* Task to complete: Exact copy, no pictures: repeat the data that follows.

[Image-grounded pointing data]
[Start of Attachment]
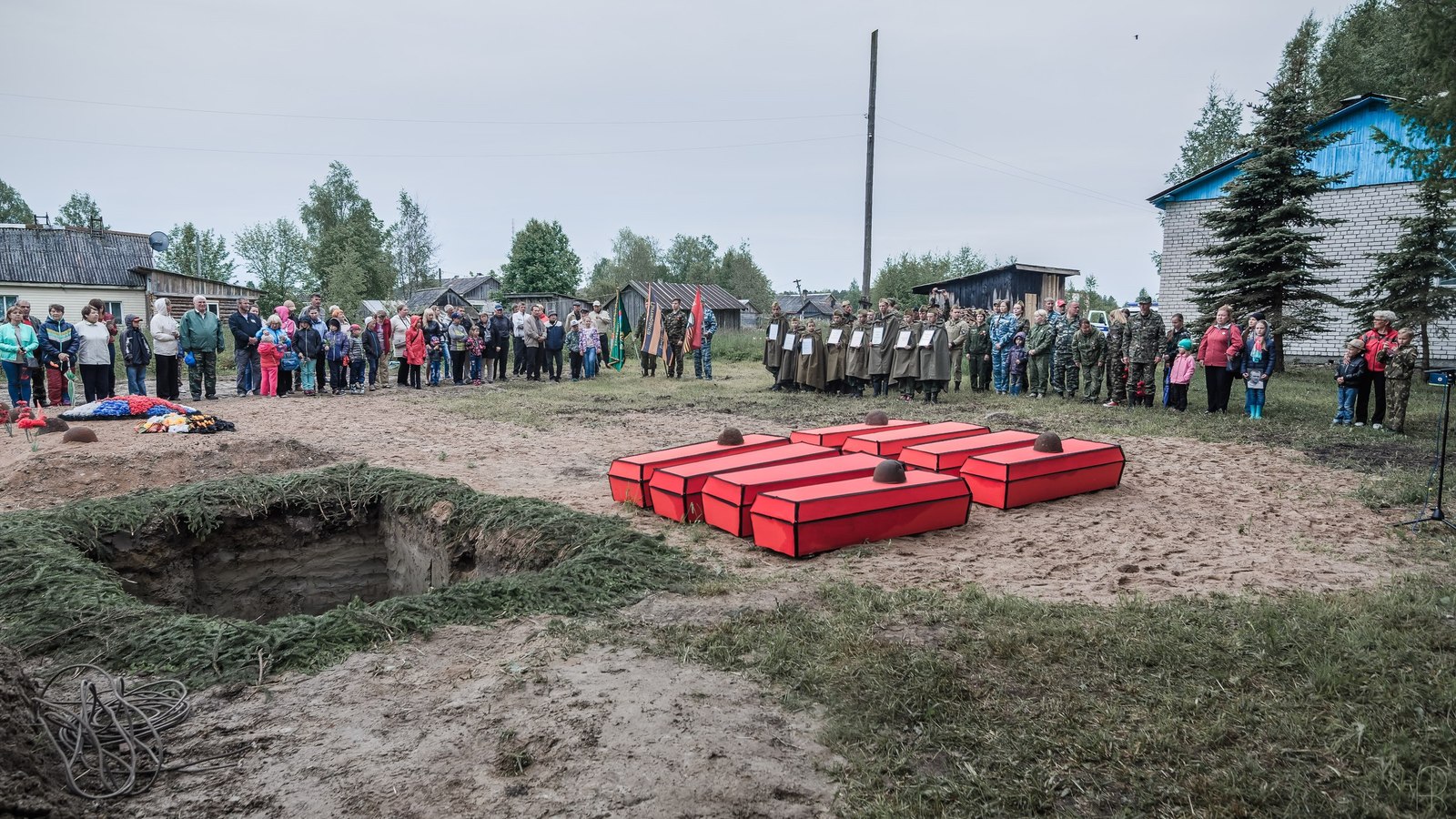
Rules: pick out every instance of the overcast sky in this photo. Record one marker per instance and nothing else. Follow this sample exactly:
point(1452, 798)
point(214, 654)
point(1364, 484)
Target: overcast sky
point(567, 106)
[End of Attachment]
* Response area:
Rules: pick out every instance of the overcast sky in this photo. Record one marker per instance and nothing else. Follow this sample exactly:
point(1452, 798)
point(214, 654)
point(1364, 484)
Target: overcast sky
point(567, 106)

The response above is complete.